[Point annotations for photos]

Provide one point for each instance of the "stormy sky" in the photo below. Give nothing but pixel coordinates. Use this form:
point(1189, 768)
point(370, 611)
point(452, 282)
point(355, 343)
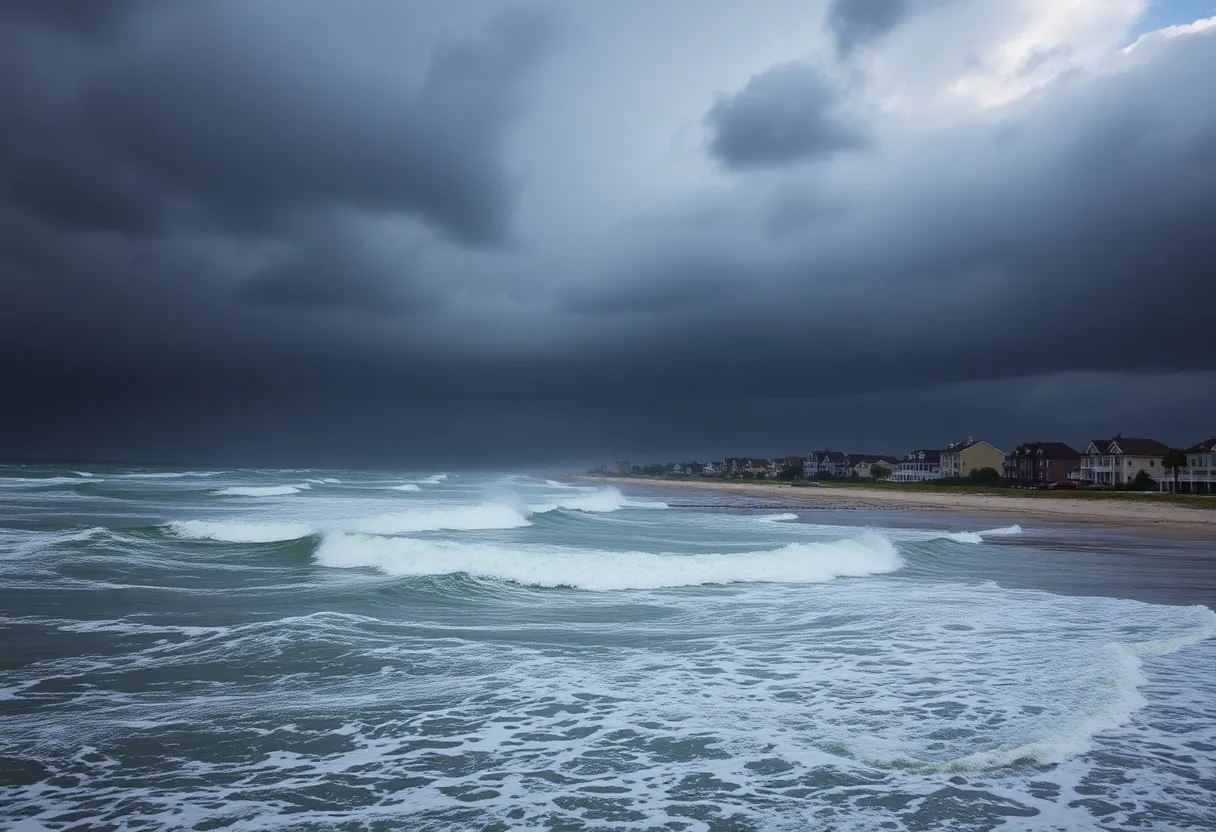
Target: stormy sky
point(480, 234)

THE TASK
Please convert the lines above into a Markdown table with the columns "Row" and "Line," skipping any blank lines and leaving the pictures out.

THE ANSWER
| Row | Line |
|---|---|
| 1 | Provide one point for each instance of the "stormy sky" in the photo below. Give nothing but pixel coordinates. Use this form: |
| 2 | point(1189, 768) |
| 3 | point(370, 611) |
| 4 | point(452, 282) |
| 5 | point(355, 343) |
| 6 | Target: stormy sky |
| 7 | point(480, 234) |